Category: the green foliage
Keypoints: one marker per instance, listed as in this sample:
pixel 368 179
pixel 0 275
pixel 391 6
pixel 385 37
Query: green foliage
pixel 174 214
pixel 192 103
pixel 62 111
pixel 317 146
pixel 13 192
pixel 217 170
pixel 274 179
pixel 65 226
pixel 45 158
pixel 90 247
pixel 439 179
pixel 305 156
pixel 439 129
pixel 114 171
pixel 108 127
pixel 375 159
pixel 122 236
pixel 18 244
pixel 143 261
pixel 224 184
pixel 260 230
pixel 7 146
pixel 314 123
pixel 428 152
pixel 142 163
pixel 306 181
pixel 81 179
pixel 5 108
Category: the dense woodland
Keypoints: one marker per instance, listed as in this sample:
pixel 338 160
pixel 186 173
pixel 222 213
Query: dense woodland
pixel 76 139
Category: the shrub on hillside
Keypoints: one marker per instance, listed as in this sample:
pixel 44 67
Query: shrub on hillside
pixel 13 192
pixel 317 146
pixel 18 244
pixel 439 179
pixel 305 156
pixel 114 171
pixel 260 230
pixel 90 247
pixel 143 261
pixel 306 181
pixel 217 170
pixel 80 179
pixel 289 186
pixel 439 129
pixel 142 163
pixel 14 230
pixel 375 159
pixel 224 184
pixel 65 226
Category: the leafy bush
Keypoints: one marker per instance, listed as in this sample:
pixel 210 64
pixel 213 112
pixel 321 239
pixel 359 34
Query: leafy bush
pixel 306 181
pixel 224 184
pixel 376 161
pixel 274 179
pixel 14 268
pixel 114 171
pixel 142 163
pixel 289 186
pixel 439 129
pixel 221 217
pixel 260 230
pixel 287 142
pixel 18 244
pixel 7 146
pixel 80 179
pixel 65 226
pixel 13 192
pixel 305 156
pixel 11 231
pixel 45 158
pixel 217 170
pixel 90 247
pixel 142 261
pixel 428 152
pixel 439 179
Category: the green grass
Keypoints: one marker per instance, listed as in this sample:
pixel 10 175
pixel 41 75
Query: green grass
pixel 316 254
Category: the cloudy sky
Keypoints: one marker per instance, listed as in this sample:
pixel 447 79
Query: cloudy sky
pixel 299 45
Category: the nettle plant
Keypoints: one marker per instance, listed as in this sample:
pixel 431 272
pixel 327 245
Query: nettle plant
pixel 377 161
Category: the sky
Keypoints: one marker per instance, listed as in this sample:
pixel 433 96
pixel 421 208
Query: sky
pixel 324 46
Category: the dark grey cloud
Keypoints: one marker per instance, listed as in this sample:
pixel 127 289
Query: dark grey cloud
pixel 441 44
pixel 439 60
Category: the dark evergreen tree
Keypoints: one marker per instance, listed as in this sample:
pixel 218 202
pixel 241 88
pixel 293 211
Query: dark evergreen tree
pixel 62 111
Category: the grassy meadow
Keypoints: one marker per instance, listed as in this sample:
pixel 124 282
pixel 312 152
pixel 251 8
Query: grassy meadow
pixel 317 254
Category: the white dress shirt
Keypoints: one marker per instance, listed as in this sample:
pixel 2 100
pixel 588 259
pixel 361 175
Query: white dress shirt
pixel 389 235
--------------------------------
## OBJECTIVE
Copy out every line of the records above verbatim, from the first line to the last, with no changes.

## REPLY
Category: the green foliage
Keypoints: one marker per instance, listed as in this sample:
pixel 368 179
pixel 0 275
pixel 391 6
pixel 385 37
Query: green foliage
pixel 174 214
pixel 192 103
pixel 62 111
pixel 317 146
pixel 13 192
pixel 217 170
pixel 274 179
pixel 65 226
pixel 45 158
pixel 90 247
pixel 439 179
pixel 305 156
pixel 439 129
pixel 114 171
pixel 108 127
pixel 375 159
pixel 122 236
pixel 18 244
pixel 143 261
pixel 224 184
pixel 260 230
pixel 7 146
pixel 314 123
pixel 428 152
pixel 142 163
pixel 306 181
pixel 81 179
pixel 5 108
Category: the dense woodland
Keypoints: one marker per instance, listed as in this sample:
pixel 338 160
pixel 186 173
pixel 222 213
Query: dense woodland
pixel 76 139
Category: the shrub on hillside
Keypoints: one marker per instance, listed as in this sample:
pixel 44 67
Query: shrub on hillside
pixel 13 192
pixel 317 146
pixel 18 244
pixel 439 179
pixel 305 156
pixel 114 171
pixel 260 230
pixel 90 247
pixel 143 261
pixel 306 181
pixel 217 170
pixel 80 179
pixel 289 186
pixel 439 129
pixel 142 163
pixel 14 230
pixel 375 159
pixel 224 184
pixel 65 226
Category: the leafy bush
Keypoints: one marker per instance, listed as in this sample:
pixel 210 64
pixel 213 112
pixel 321 239
pixel 359 34
Query: leafy bush
pixel 306 181
pixel 224 184
pixel 376 161
pixel 274 179
pixel 14 268
pixel 114 171
pixel 142 163
pixel 289 186
pixel 439 129
pixel 221 217
pixel 260 230
pixel 287 142
pixel 18 244
pixel 7 146
pixel 80 179
pixel 65 226
pixel 13 192
pixel 305 156
pixel 11 231
pixel 45 158
pixel 217 170
pixel 90 247
pixel 142 261
pixel 428 152
pixel 439 179
Category: the green grass
Keypoints: one marker per instance, listed as in this sample:
pixel 10 175
pixel 41 75
Query: green grass
pixel 316 254
Category: the cloudy sky
Keypoints: one marker per instance, listed as in this sample:
pixel 447 79
Query: cloudy sky
pixel 299 45
Category: the nettle plant
Keypoints: one marker per instance, listed as in this sample:
pixel 431 272
pixel 327 245
Query: nettle plant
pixel 377 161
Category: the sky
Keypoints: one marker per instance, listed as in this sample:
pixel 433 96
pixel 421 208
Query: sky
pixel 324 46
Category: the dark grey cloud
Keypoints: one marker per instance, listed as in this sample:
pixel 127 289
Query: dark grey cloud
pixel 441 44
pixel 439 60
Category: the dark evergreen tree
Keypoints: one marker per instance, listed as in this sample:
pixel 218 202
pixel 241 88
pixel 293 211
Query: dark evergreen tree
pixel 62 111
Category: the grassy meadow
Keypoints: one marker per instance, listed as in this sample:
pixel 124 282
pixel 312 152
pixel 251 8
Query: grassy meadow
pixel 317 254
Category: the white dress shirt
Keypoints: one marker per instance, listed as in this sample:
pixel 2 100
pixel 588 259
pixel 361 175
Query: white dress shirt
pixel 389 235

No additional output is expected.